─── INPUT

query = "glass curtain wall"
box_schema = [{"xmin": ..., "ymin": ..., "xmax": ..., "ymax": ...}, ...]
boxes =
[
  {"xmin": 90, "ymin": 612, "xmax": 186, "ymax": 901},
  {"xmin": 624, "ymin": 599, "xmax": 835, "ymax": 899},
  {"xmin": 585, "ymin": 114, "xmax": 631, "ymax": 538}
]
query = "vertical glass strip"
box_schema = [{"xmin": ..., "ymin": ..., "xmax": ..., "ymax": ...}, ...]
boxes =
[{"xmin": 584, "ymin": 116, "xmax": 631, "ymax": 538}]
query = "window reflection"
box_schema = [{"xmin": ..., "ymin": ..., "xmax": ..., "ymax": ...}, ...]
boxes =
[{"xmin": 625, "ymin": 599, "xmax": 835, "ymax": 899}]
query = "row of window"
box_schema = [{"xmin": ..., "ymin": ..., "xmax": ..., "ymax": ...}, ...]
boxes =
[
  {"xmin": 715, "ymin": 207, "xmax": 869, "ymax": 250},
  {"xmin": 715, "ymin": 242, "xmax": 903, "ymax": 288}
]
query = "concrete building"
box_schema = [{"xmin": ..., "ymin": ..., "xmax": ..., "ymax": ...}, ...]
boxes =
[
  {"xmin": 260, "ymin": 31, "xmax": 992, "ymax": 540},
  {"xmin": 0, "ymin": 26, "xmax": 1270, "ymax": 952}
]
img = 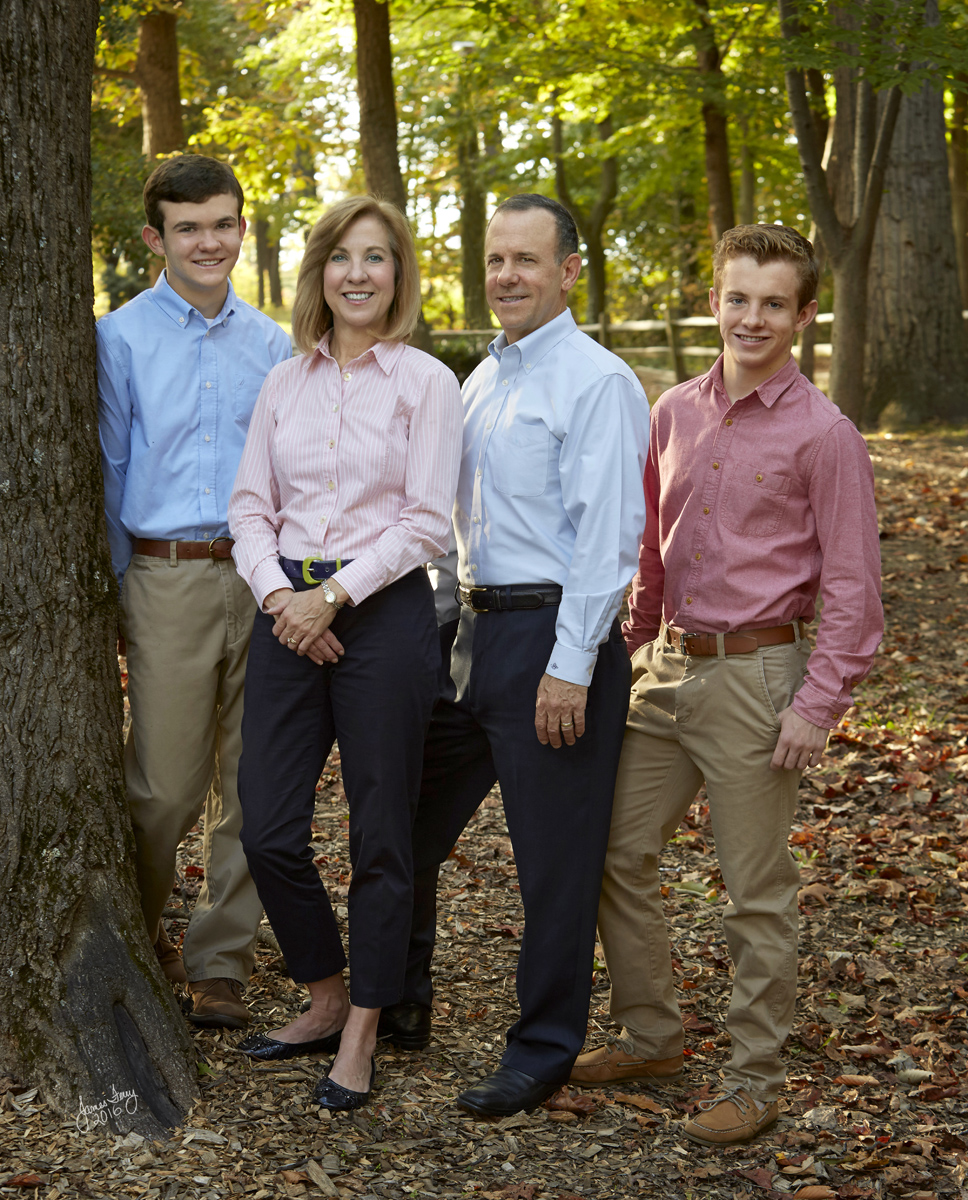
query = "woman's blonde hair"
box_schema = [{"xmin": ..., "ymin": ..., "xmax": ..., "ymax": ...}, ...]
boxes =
[{"xmin": 293, "ymin": 196, "xmax": 420, "ymax": 354}]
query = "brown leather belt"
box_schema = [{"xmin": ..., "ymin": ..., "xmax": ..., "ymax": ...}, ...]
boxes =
[
  {"xmin": 666, "ymin": 619, "xmax": 806, "ymax": 658},
  {"xmin": 134, "ymin": 538, "xmax": 235, "ymax": 558}
]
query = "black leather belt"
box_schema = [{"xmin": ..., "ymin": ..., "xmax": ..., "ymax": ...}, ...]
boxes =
[{"xmin": 453, "ymin": 583, "xmax": 561, "ymax": 612}]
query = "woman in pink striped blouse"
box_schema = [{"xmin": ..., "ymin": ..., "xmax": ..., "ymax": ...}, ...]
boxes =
[{"xmin": 229, "ymin": 197, "xmax": 462, "ymax": 1109}]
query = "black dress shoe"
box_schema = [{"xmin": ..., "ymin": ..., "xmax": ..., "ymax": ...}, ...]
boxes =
[
  {"xmin": 457, "ymin": 1067, "xmax": 561, "ymax": 1117},
  {"xmin": 377, "ymin": 1001, "xmax": 431, "ymax": 1050},
  {"xmin": 235, "ymin": 1030, "xmax": 343, "ymax": 1062},
  {"xmin": 313, "ymin": 1058, "xmax": 377, "ymax": 1112}
]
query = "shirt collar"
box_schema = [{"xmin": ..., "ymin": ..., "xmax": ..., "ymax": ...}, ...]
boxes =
[
  {"xmin": 151, "ymin": 271, "xmax": 238, "ymax": 326},
  {"xmin": 487, "ymin": 308, "xmax": 578, "ymax": 366},
  {"xmin": 699, "ymin": 354, "xmax": 800, "ymax": 408},
  {"xmin": 313, "ymin": 329, "xmax": 403, "ymax": 376}
]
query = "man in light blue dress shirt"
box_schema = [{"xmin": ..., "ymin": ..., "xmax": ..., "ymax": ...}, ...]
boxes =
[
  {"xmin": 97, "ymin": 155, "xmax": 291, "ymax": 1028},
  {"xmin": 381, "ymin": 194, "xmax": 649, "ymax": 1116}
]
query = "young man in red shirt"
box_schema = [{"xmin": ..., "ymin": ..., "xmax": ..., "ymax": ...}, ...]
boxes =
[{"xmin": 571, "ymin": 224, "xmax": 883, "ymax": 1145}]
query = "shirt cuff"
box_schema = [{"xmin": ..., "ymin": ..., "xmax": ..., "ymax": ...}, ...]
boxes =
[
  {"xmin": 249, "ymin": 556, "xmax": 295, "ymax": 612},
  {"xmin": 546, "ymin": 642, "xmax": 599, "ymax": 688}
]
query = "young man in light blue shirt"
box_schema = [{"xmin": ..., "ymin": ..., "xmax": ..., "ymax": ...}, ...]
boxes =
[{"xmin": 97, "ymin": 155, "xmax": 291, "ymax": 1028}]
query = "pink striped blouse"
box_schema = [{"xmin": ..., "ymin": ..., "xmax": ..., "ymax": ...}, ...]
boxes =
[{"xmin": 228, "ymin": 334, "xmax": 463, "ymax": 606}]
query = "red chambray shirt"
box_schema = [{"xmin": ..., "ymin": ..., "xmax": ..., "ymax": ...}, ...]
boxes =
[{"xmin": 623, "ymin": 356, "xmax": 884, "ymax": 728}]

──────

> [EXERCISE AIM]: Pick out every line above that contains the string "light". Case counts.

> [RESPONSE TO THE TASK]:
query = "man in light blue dress shirt"
query = "young man in light blue shirt"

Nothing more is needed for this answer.